(Object pointing dataset rows)

────────────────

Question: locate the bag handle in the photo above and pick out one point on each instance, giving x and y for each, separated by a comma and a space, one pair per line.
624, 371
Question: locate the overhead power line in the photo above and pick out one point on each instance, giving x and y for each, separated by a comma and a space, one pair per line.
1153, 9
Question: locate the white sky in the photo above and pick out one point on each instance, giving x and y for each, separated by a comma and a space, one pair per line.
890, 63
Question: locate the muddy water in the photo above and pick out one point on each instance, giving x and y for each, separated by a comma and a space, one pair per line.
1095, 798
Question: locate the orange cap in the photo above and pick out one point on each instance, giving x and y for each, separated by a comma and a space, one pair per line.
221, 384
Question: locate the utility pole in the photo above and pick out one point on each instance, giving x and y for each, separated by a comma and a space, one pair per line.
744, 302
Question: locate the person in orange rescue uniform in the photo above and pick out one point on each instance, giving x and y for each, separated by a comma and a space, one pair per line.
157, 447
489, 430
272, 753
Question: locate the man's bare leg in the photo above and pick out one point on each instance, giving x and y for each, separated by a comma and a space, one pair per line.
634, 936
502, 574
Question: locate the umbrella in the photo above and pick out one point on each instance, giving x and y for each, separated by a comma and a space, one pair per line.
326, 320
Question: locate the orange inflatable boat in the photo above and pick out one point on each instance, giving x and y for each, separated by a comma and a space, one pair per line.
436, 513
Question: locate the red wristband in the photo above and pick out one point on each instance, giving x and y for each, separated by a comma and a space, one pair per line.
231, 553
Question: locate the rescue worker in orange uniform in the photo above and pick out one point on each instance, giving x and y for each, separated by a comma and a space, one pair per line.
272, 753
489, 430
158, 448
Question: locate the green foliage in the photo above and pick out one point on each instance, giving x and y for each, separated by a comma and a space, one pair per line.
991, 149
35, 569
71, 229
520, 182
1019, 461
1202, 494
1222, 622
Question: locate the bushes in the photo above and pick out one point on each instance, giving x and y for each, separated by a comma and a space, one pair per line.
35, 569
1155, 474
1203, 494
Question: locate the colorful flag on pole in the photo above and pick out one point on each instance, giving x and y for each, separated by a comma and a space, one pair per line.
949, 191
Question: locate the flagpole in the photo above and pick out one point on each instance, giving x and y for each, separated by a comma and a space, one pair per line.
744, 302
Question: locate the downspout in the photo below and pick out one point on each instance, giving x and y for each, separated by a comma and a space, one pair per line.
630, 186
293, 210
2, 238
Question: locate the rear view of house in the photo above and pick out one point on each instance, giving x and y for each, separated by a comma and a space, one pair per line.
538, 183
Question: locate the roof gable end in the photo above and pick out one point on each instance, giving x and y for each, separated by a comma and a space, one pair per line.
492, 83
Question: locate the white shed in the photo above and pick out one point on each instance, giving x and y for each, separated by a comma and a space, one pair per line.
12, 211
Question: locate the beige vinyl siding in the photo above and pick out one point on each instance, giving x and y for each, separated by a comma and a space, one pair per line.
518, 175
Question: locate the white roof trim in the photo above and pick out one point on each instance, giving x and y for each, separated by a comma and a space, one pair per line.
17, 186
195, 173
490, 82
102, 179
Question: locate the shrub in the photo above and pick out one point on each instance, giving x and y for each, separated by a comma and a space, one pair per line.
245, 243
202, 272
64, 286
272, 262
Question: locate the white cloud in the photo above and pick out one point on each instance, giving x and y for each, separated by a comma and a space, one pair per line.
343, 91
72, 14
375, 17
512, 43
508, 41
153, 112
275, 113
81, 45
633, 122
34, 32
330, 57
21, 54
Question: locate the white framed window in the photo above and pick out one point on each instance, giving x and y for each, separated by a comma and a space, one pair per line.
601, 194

────────────────

> Work required
Reproduce the full listing word for word.

> The response
Question: locate the bag handle in the photo above and pick out one point on each instance, giving x and y for each, separated by a comma and a space, one pair per line.
624, 371
Question: locate the overhead power line in the photo above and pick out one point on each instance, giving x and y for each, separated by a comma and a space, one pair per line.
1153, 9
Question: locate the white sky in the photo above and pick out one point on each instance, giving x and y for each, separated by a comma and a space, one pair per line.
890, 63
Question: locate the muddy water in the photo above and pick out one point on each instance, giving x and y for each, separated by a comma and a space, one pair per line.
1095, 798
Question: locate the orange cap in the photo above and pick out one point on each instance, giving x and y for each, separated by a comma and a space, one pair per line.
221, 384
Question: locate the utility pole in the photo above and pick out one point on each instance, giving x and y for each, separated by a comma and a space, one pair per line.
744, 302
Question: locate the person in orange rescue uniform in the photo above and pick out one point on each instance, giving x and y for each, separated by a comma and a space, one pair per line.
157, 447
489, 430
272, 753
Question: locate the man's bare leg in the photo above and pick out one point on each instance, giving x and y for each, separated by a comma and a space, one pair per line.
634, 936
502, 574
Question: locate the umbrella in the photo above and pick out one point on each instance, giving x and y for each, separated by a comma and a space, one pair per line.
326, 320
Question: locate the orange inflatable boat in the photo above and pick out one point on each instance, giving x and y for each, separated by a comma and a space, one pair per line.
436, 513
Question: locate the red wristband in the photo above and pick out one point on each instance, giving x and y for each, separated by a comma and a space, one pair per line.
231, 553
Question: locate the rescue worker in orange uniform in the photo above and pick out one point on each instance, giving x and y for each, separated by a comma and a space, one pair per line.
272, 753
489, 430
158, 448
Question: locate the green foliage in the photo above and pick out one point on each instance, giving x and y for each, separated by a comma and a space, one pair per line.
991, 149
35, 569
71, 229
520, 182
1019, 461
1202, 494
1222, 622
Question: locate the bushes in the photo above and pick out one point on each instance, giving x and y for each, separated by a comma and a space, one pair per line.
35, 569
1155, 474
1203, 494
Question: locate the colorful flag on pole in the photo above and pick out one point on each instance, giving x and y for each, separated by a comma and a space, one pair per line.
949, 191
Question: locate the flagpole in the photo above and pick out one point on each instance, giving x and y for each, separated by a comma and a space, one pair per line.
744, 302
Question: locate the downspout in the photo below and pick out one point on each instance, giving x and y for each, separated by a comma and a space, one pair per line.
630, 186
293, 210
2, 238
Question: locate the rear view of house in the photo above and pick out one point on each instance, giving x and y for each, separated by a comma and a space, one pair per line.
538, 183
Question: locate the roof gable end in the photo above and pick out one point on each instance, giving x and y for each, separated by a comma and a space, one pair per line.
492, 83
Question: locate the white shed in the photo above and pick out one point on each instance, giving x and y for each, separated by a comma and a space, one pair per line.
12, 211
Question: locate the beige vinyl siding in the photo above and pick out one point on each instance, giving x and y for each, separated by a comma and a space, one pair per line.
518, 175
Question: locate the white roof trim in the photo above and pick out one point on each instance, giving x and y for each, separated by a comma and a space, one pair per line.
17, 186
195, 173
490, 82
102, 179
Question: locate the shrub in the photo above and pick out one point on each instance, giving x and y for each, separated by a comma and a space, one pair per line.
245, 243
202, 272
64, 286
272, 262
Question: locate the white cloud in the photo above and pick out one point on each instance, giving x and y for each, separated by a comma and a space, one pair per line.
343, 91
72, 14
375, 17
512, 43
508, 41
153, 112
275, 113
81, 45
633, 122
34, 32
330, 57
21, 54
Question: locate the white framed window in the photo above and pick out one point on each instance, giving x and y for each, separated by a comma and a space, one pair per line.
601, 194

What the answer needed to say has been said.